Point labeling data based on photos
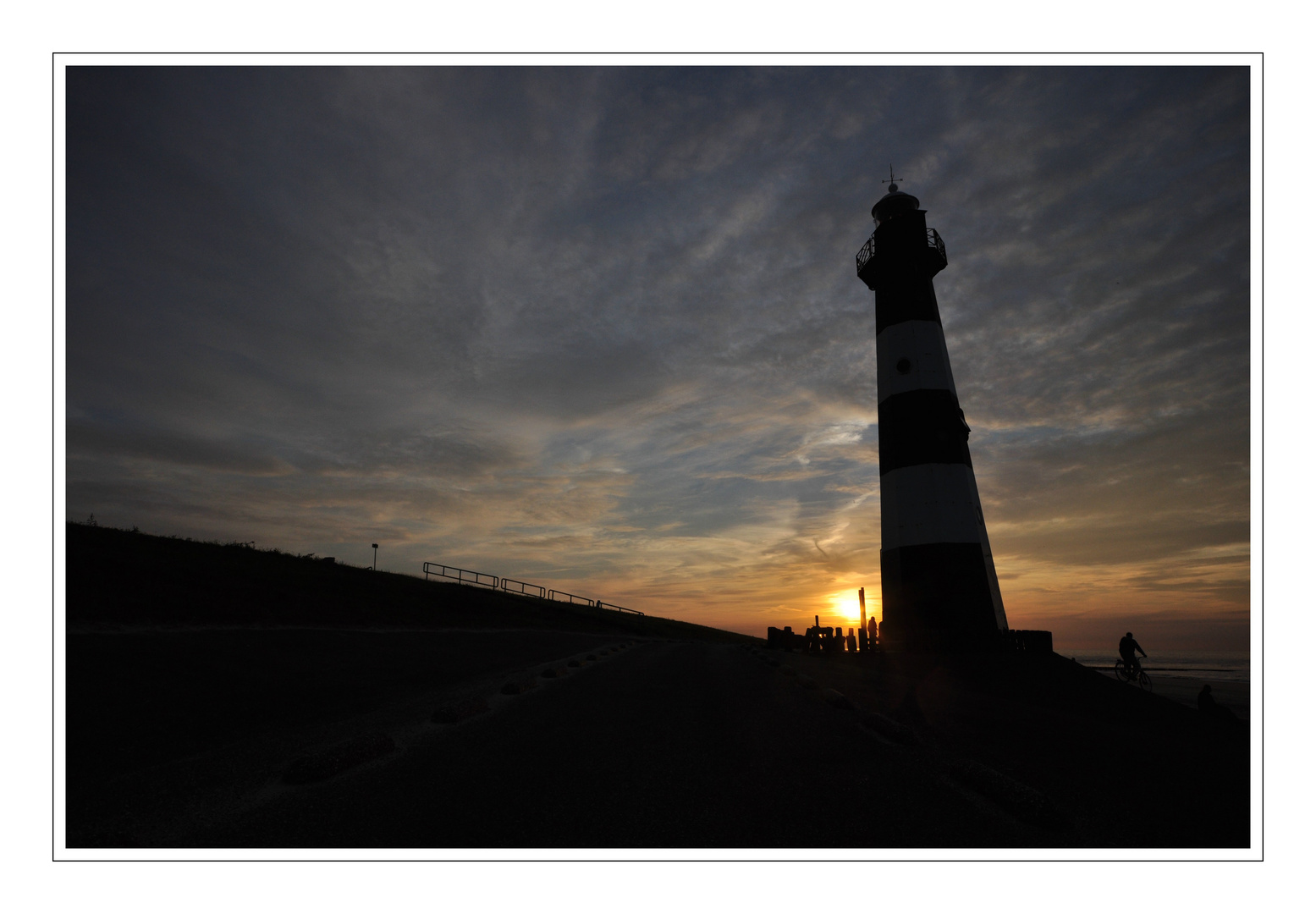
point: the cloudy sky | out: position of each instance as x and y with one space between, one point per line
599 328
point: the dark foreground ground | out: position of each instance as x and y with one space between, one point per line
234 731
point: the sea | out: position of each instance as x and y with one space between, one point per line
1180 674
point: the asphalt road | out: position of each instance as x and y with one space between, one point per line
662 745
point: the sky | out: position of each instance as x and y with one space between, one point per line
599 329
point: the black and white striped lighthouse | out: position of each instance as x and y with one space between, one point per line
939 581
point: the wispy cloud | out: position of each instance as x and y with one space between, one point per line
602 327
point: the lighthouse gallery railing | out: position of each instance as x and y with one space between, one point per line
870 247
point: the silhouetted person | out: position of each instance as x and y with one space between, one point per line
1209 707
1126 651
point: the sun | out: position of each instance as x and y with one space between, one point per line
845 605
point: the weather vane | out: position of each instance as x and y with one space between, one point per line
894 179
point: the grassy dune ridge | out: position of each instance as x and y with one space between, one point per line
127 577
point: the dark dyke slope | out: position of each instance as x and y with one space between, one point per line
218 696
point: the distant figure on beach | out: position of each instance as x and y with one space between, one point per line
1126 651
1209 707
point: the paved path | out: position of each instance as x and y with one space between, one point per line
664 745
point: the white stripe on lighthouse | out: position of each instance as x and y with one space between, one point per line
922 344
932 503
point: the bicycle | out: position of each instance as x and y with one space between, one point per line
1135 674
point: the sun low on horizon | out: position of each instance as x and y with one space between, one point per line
600 329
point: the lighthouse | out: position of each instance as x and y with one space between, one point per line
939 581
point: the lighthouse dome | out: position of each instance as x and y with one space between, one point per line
894 204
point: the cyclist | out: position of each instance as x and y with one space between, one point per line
1126 651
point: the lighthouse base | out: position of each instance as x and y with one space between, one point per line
937 597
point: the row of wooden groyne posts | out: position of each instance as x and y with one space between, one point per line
511 586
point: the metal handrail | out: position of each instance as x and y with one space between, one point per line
870 249
462 576
937 245
570 597
866 253
521 586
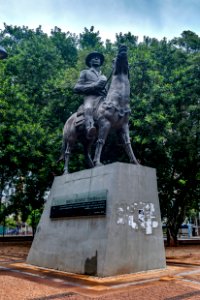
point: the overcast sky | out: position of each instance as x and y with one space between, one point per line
154 18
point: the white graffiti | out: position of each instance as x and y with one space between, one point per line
138 216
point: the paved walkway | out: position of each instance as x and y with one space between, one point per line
20 281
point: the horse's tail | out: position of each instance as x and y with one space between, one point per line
62 155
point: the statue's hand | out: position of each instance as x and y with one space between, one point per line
101 82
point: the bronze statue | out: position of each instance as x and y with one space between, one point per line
101 113
3 53
91 84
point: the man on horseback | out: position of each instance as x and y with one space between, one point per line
91 84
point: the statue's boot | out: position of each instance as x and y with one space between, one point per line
91 132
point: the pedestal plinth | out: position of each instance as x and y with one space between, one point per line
103 222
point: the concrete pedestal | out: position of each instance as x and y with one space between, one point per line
127 239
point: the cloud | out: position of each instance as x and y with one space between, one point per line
155 18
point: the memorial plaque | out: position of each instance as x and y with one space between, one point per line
85 204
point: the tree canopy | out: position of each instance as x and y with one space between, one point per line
36 98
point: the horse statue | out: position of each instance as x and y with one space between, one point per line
111 113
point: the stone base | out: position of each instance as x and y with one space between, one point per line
128 239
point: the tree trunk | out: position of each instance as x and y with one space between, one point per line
172 240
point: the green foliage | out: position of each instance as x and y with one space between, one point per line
36 98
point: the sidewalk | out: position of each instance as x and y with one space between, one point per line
180 280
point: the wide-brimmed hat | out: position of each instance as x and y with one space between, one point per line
3 53
94 54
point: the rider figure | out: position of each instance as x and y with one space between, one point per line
91 84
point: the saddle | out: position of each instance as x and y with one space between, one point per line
80 116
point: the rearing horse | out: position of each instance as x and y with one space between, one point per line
113 112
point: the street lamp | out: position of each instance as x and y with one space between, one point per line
3 53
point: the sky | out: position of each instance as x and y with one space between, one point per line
153 18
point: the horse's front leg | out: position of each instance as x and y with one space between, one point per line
66 158
104 128
124 133
87 150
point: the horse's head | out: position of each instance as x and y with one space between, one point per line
120 64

_TASK INSTRUCTIONS_
Copy out every line of the records above, character for character, leaving out the pictures.

_FULL ANSWER_
point: the cloudy sky | out: position of each instance as x and y with one space between, one point per line
599 328
point: the dark foreground ground | out: position of each instance as x and y with one space between, one point per line
234 731
point: the sea | out: position of each instance as x and y with one space between, one point per line
1180 674
point: the asphalt road | out: position of each instance as x and y with one space between, one point per line
662 745
point: the sky | out: position of each instance as x and y with one space between, one point per line
599 329
point: the black and white striped lighthouse | out: position of each instance as x and y with one space between, one point per line
939 581
point: the wispy cloud | out: position of each instance as x and y with one space between, one point per line
602 327
point: the lighthouse gallery railing | out: position of each instance as x and y with one space between, one point per line
870 247
point: the silhouetted person | out: position of each instance as x and y with one space between, one point per line
1209 707
1126 651
point: the sun | out: position of each instance as x and y with one space between, one point per line
845 605
point: the weather vane | out: position of each instance as x and y with one space between, one point per line
894 179
point: the grassy dune ridge | out: position of each instance as x and y with one space between, one point per line
127 577
point: the dark dyke slope | out: position of each instance as x and y with one space between, one point per line
218 696
point: the distant figure on beach | out: position of each instance as x and y with one space between, one point per line
1126 651
1209 707
point: the paved path | out: position of each instance as x and y with one space between, one point per line
664 745
point: the white stripe on lighthouse | out: position of each instance as x and y with one space between, one point per line
922 344
932 503
point: the bicycle | out: position of each instance as x and y with one space between, one point per line
1135 674
point: the sun low on horizon | out: position of each instance as x and y with one space between, one point per line
600 329
point: the lighthouse | out: position of each instance as x and y with one space between, one point per line
939 581
point: the lighthouse dome | out: position of each instance as x and y with one space between, one point per line
894 204
point: the cyclist | out: position of each instance as x and y with one space between, one point per line
1126 651
point: the lighthouse base | out: position of each instance as x and y with one space between, one point per line
937 597
point: the row of wooden groyne posts | out: position of each instance as x and y with one space between, one point per line
511 586
point: the metal handrail | out: position of each instance as x and y with one space between, one point per line
870 249
462 576
937 245
570 597
866 253
521 586
point: the overcast sky | out: position of each instance as x and y with one space between, one point per line
154 18
point: the white graffiti | out: position of each instance as x and y with one space between, one point per line
138 216
point: the paved walkway | out: position of each instance as x and y with one space between, one point per line
20 281
point: the horse's tail | out: position of each instance as x and y with one space between, one point per line
62 155
point: the statue's hand | out: position of each instance as x and y with one space between, one point per line
101 82
point: the bronze statue | out: position of each instance as x and y with one space between, one point per line
101 113
3 53
91 84
point: the man on horseback | out: position of each instance as x and y with one space between, one point per line
91 84
point: the statue's boot | out: position of each instance as x and y with one space between, one point per line
91 132
point: the pedestal plinth | out: position of each instance as x and y with one space between, one point per line
103 222
point: the concrete pedestal | out: position of each instance as x and y with one space between, one point per line
127 239
point: the cloud | out: position of each instance as x and y with one space between, one point per line
155 18
point: the memorial plaque | out: position of each instance as x and y with one space between, one point per line
85 204
point: the tree canopy | out: position of each instance as x and y with one space between, one point per line
36 98
point: the horse statue | out: position of each instance as x and y with one space between, one point per line
111 113
point: the stone base | out: position of each instance as x and y with one space between, one point per line
128 239
point: the tree trunk | out: position of each instance as x and y with one space between, one point per line
172 240
point: the green foliage | out: position of each instance as x and y with one space between, one point per line
36 98
point: the sidewalk | out: position of each instance as x and y with one space between, one point per line
180 280
point: the wide-brimmed hat | out: position of each instance as x and y with one space between, one point per line
3 53
94 54
point: the rider figure | out: position of each instance as x and y with one space between, one point per line
91 84
point: the saddle | out: position of each instance as x and y with one space between, one point per line
80 116
point: the rearing horse | out: position of each instance as x and y with one space between, one point per line
113 112
point: the street lamp | out: position of each instance as x and y with one space between, one point per line
3 53
point: the sky | out: position of each instance as x and y with one space between, one point per line
153 18
point: the horse's front leg | out: position of each instance as x and y with one space between, one point per line
66 158
104 128
124 133
87 150
point: the horse's head | out: position of each instance as x and y with one space between, one point per line
120 64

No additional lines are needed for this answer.